# Aim of the task
Reproduce all the lines below exactly and omit the images.

# Records for the exercise
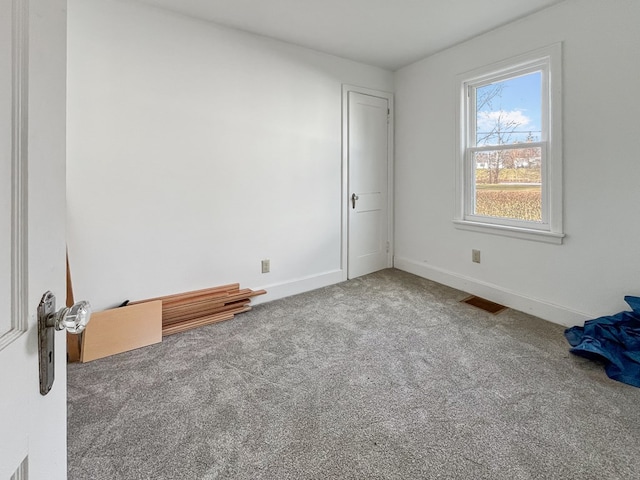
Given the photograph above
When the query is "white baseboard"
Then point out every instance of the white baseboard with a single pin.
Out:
(299, 285)
(539, 308)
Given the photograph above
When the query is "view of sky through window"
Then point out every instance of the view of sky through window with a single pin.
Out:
(509, 111)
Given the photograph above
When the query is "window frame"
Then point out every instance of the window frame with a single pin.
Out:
(548, 61)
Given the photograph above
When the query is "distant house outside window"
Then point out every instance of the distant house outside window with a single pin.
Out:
(510, 154)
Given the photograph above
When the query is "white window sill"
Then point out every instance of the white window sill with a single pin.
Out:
(508, 231)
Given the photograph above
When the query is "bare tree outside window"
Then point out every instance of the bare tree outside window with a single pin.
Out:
(508, 178)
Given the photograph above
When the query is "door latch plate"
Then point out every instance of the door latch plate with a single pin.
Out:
(46, 342)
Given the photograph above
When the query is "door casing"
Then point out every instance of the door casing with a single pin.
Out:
(345, 173)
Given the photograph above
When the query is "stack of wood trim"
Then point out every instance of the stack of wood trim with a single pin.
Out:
(184, 311)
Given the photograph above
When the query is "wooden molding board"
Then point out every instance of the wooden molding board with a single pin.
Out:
(122, 329)
(183, 311)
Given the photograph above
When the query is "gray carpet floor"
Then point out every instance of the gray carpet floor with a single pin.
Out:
(387, 376)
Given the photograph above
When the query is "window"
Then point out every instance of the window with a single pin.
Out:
(510, 153)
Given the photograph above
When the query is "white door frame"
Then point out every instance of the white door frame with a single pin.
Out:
(344, 256)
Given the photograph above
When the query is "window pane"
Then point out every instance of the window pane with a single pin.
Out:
(509, 111)
(508, 183)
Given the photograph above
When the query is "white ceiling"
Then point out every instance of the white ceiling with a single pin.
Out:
(386, 33)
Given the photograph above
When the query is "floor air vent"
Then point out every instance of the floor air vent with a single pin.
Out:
(485, 305)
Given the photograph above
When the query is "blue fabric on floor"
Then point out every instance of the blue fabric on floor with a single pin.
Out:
(614, 339)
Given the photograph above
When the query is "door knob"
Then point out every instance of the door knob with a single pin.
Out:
(73, 320)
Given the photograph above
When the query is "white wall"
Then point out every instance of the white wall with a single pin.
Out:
(195, 151)
(599, 262)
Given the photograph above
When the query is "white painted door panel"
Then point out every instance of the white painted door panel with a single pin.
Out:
(32, 233)
(368, 150)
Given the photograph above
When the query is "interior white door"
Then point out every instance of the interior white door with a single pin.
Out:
(32, 235)
(368, 163)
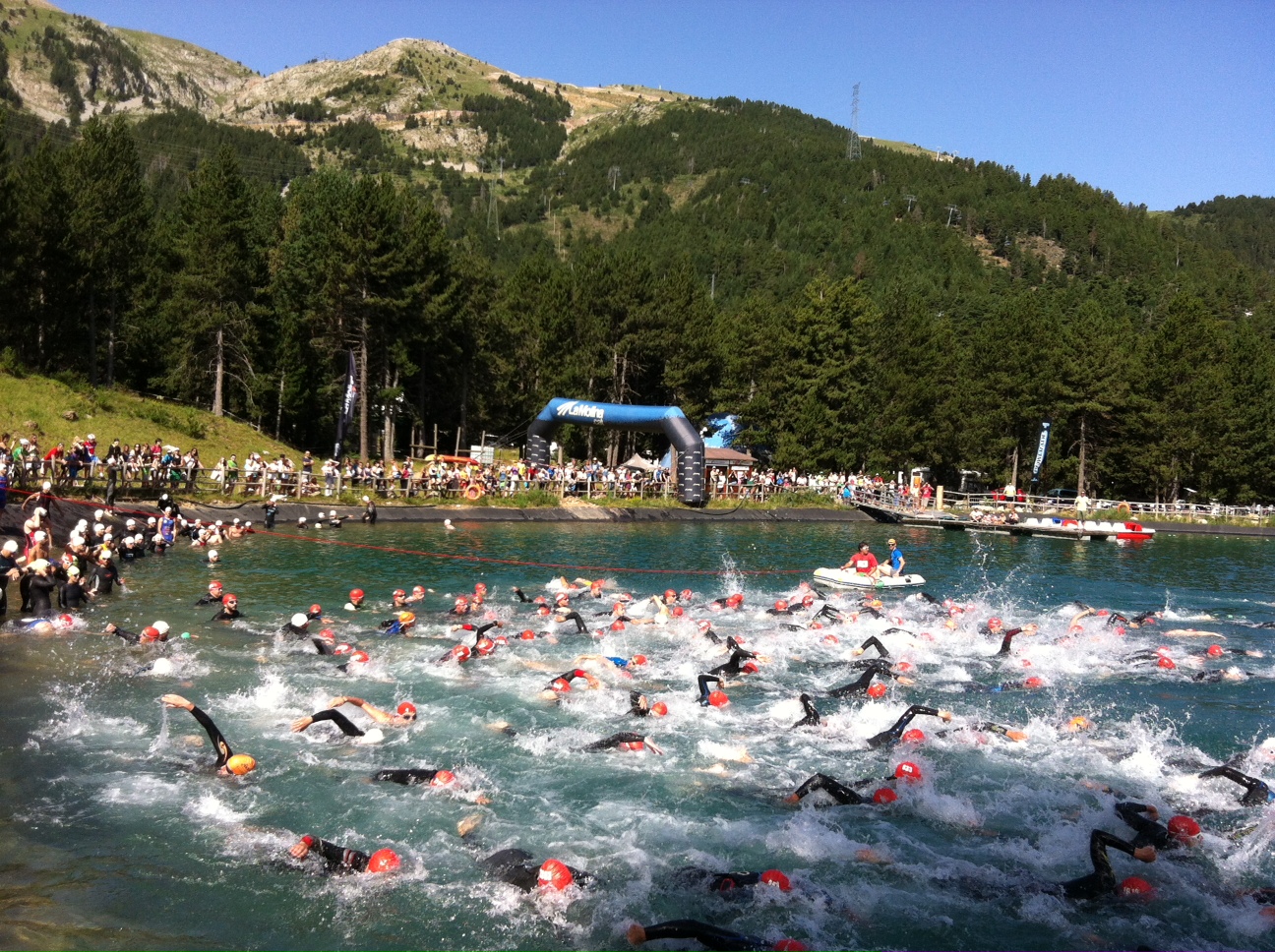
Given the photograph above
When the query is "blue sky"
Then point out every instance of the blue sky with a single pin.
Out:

# Task result
Given the photograph above
When the query is "white baseboard"
Then point out every instance of the white baseboard with a single pin.
Out:
(299, 285)
(539, 308)
Given the photograph above
When the query is "view of sky through window"
Then point out every instance of the view of sky through window with a single pin.
Out:
(509, 111)
Given the photograph above
When the query is "window frame"
Then point out every instance of the window frame with a single pin.
Out:
(548, 61)
Given the photograph above
When the query is "distant house outside window"
Then point out every instance of the distant house outside window with a single pin.
Out:
(510, 154)
Given the photograph above
When the query is "white window sill"
Then point out every instance of the white window sill with a single pin.
Out:
(508, 231)
Given the photograph above
When the query is "bare tree outside window"
Then point out every instance of the bare tree outside window with a single pin.
Out:
(508, 178)
Given the photograph above
When the query is "door latch plate"
Then point out every instance of the door latch plate with a single pin.
Out:
(46, 342)
Given the photograph above
When the query is "door casing"
Then point out every instance of the door casing with a single pin.
Out:
(345, 173)
Given the photograph above
When the query is "stack of wood trim"
Then point out every instance of the stack of wood trim with a single pin.
Out:
(184, 311)
Given the photograph above
When the query is "wooden molding board"
Then point out every instance of the wooden molding board with a single pin.
Out:
(122, 329)
(183, 311)
Given the photograph above
When the query is "gray carpet floor"
Then point out every instance of the gray carpet floor with a single pin.
Out:
(387, 376)
Given the photograph above
When the query is "window"
Then point out every instance of the window with a single pin.
Out:
(510, 153)
Given the photograph above
When the query is "white door frame"
Then point out every instance of the white door frame with a single pin.
Out:
(344, 256)
Given the photograph above
When the query is "window pane"
Then point out every instance of the window pane with a single pin.
Out:
(509, 111)
(508, 183)
Given the photograph above
When the query is "white ceiling"
Then point out every instance of the white ceiling with a single pin.
Out:
(386, 33)
Given the photograph above
When the query is "floor air vent"
Then point out every instance of the floor air vent with a single pin.
Out:
(485, 305)
Given the photograph above
When the query is "blue fabric on floor"
Then point out every instance of the blue fabric on floor with a single pin.
Out:
(614, 339)
Given the photograph above
When the query is "door knob"
Then point out every instance of the door knob with a single pin.
Out:
(73, 320)
Given the photograph above
When the query is "white wall"
Then point out every instance of the white wall with a single pin.
Out:
(195, 151)
(599, 262)
Given the photograph above
When the query is "white painted door panel"
Then point out every instance of the white painted door panel with a single pin.
Out:
(32, 233)
(368, 150)
Given the photograph above
When the query is "interior white door"
Then point out every instance of the interior white door with a single pin.
Out:
(32, 235)
(368, 163)
Given the photograph above
When the query is "blue sky"
Then point out every instance of the blue sky with a single pin.
Out:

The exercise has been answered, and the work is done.